• **Instructions to follow**
Which lines in the records below hold the word "light"? Copy each of them.

- Opening Delimiter -

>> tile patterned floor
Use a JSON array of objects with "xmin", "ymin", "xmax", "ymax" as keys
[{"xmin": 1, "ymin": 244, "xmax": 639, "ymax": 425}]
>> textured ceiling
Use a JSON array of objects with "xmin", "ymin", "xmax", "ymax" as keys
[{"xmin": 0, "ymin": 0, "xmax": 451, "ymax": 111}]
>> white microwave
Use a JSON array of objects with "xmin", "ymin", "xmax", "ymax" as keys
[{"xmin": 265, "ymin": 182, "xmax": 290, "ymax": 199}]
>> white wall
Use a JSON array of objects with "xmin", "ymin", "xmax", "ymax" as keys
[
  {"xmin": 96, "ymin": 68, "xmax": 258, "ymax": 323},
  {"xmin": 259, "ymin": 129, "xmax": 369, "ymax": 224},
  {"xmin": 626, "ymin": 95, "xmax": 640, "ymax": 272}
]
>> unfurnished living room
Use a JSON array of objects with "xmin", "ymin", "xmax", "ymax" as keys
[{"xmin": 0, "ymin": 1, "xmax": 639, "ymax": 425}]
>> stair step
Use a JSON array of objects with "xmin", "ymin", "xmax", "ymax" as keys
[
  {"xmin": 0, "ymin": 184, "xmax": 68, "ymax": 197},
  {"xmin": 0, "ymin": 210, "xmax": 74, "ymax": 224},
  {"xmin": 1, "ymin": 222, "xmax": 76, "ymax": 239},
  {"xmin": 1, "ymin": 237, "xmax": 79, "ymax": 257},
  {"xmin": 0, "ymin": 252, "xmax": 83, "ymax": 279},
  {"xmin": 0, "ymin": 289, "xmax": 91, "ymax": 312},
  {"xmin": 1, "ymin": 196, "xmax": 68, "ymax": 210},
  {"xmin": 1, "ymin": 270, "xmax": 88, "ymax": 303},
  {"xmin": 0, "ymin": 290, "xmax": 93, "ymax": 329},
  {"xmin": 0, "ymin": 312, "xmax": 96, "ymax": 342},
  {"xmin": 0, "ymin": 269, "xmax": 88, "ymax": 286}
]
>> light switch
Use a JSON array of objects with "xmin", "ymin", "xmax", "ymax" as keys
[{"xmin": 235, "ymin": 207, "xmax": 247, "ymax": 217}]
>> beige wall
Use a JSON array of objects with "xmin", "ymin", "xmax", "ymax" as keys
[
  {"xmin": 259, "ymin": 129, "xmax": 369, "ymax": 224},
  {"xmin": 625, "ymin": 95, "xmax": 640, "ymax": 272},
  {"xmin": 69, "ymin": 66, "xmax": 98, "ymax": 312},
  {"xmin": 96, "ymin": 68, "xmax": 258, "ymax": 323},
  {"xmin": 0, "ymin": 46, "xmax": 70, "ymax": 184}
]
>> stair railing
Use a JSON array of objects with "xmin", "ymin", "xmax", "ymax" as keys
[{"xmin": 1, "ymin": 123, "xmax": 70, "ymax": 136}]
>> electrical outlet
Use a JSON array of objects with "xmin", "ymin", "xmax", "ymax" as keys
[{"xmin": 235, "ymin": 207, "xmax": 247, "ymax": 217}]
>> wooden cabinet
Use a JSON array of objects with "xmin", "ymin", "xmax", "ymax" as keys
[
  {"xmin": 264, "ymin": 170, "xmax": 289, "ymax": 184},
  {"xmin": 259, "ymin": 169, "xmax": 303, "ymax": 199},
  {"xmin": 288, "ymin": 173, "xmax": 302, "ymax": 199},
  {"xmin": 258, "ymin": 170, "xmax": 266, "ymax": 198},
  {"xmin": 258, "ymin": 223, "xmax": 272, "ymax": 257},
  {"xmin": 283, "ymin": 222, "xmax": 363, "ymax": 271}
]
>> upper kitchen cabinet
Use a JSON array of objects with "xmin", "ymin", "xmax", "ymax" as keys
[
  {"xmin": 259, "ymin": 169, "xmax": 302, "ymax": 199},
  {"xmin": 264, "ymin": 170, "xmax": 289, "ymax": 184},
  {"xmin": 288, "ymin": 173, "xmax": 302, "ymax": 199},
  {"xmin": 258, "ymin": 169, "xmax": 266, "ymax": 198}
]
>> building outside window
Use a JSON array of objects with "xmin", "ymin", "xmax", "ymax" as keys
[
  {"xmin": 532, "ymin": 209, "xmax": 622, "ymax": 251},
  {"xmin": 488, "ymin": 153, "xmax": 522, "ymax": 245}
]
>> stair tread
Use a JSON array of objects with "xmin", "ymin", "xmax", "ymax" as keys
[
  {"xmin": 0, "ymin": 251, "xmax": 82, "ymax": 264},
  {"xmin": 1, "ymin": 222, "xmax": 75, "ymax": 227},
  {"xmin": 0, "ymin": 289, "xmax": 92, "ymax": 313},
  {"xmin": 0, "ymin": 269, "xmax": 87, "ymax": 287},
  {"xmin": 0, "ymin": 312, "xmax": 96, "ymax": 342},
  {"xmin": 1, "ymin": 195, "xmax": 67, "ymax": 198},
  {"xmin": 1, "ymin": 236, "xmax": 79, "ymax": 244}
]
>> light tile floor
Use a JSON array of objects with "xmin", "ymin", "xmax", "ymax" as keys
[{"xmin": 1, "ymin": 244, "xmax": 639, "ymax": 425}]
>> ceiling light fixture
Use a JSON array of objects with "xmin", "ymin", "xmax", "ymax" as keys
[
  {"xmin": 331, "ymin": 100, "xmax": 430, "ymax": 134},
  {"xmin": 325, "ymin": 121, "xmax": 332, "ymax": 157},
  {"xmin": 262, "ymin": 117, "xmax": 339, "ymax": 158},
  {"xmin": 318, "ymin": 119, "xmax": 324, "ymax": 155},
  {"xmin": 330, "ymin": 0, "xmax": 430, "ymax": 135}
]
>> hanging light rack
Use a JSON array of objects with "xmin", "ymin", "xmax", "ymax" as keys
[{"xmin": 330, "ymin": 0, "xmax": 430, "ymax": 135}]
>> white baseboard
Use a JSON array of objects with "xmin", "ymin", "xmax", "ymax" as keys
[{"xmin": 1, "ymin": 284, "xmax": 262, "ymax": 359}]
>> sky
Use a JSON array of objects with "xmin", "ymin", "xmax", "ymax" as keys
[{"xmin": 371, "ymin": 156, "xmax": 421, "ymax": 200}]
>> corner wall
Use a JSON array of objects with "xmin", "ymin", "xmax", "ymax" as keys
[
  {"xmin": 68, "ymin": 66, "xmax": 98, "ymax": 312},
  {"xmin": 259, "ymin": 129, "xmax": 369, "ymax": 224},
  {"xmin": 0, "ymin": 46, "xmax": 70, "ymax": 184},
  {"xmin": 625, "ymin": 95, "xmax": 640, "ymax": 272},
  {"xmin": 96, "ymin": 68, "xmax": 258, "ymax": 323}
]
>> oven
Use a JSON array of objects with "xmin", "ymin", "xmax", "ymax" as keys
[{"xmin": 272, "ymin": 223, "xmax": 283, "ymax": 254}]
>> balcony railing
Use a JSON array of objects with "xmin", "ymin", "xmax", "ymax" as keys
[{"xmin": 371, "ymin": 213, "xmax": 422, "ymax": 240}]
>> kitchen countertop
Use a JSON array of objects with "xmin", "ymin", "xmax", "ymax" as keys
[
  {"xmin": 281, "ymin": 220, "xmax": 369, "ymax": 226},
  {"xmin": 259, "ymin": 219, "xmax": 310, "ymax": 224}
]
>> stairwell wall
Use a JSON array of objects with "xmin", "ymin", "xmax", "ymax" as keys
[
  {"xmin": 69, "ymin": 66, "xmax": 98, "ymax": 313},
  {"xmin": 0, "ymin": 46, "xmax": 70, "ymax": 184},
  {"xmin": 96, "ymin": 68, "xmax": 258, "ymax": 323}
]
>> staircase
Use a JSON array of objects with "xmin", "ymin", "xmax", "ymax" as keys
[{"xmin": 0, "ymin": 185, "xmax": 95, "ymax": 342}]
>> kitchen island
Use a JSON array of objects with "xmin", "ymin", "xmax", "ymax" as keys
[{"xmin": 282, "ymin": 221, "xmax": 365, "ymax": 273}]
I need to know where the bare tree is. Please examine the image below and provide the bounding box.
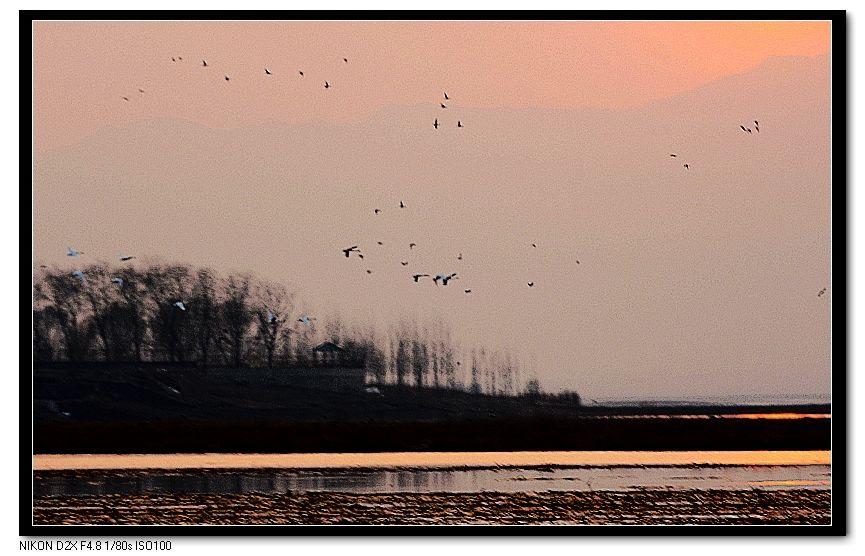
[144,263,193,362]
[190,268,219,366]
[41,271,93,362]
[219,273,253,368]
[253,279,294,368]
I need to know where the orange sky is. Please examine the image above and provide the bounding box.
[32,20,833,398]
[33,20,830,151]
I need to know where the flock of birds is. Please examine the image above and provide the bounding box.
[111,57,825,302]
[121,54,469,134]
[340,199,571,295]
[669,120,761,171]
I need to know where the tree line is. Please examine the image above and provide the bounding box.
[33,262,542,396]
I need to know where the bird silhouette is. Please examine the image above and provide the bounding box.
[121,96,129,102]
[67,247,83,257]
[440,103,447,109]
[433,274,443,286]
[138,89,145,94]
[464,289,471,294]
[576,259,581,264]
[458,253,463,260]
[343,58,348,63]
[754,120,760,132]
[324,81,331,89]
[442,273,458,286]
[413,274,429,282]
[740,125,748,133]
[174,301,186,311]
[433,119,439,129]
[178,57,183,61]
[527,282,534,287]
[683,164,690,170]
[401,261,409,266]
[342,245,360,258]
[224,76,230,81]
[444,92,450,100]
[531,243,537,248]
[119,254,136,261]
[400,201,406,208]
[202,59,208,67]
[457,121,463,128]
[409,243,417,250]
[377,241,384,246]
[374,208,381,214]
[171,57,176,62]
[669,154,677,157]
[298,70,304,76]
[265,68,272,75]
[817,288,827,297]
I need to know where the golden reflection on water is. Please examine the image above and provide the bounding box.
[33,450,831,471]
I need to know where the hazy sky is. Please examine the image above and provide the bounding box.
[32,20,832,398]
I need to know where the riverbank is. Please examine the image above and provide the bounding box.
[32,489,832,525]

- Closing Delimiter -

• **Task answer**
>> light switch
>> light tile floor
>> ceiling light fixture
>> hanging light rack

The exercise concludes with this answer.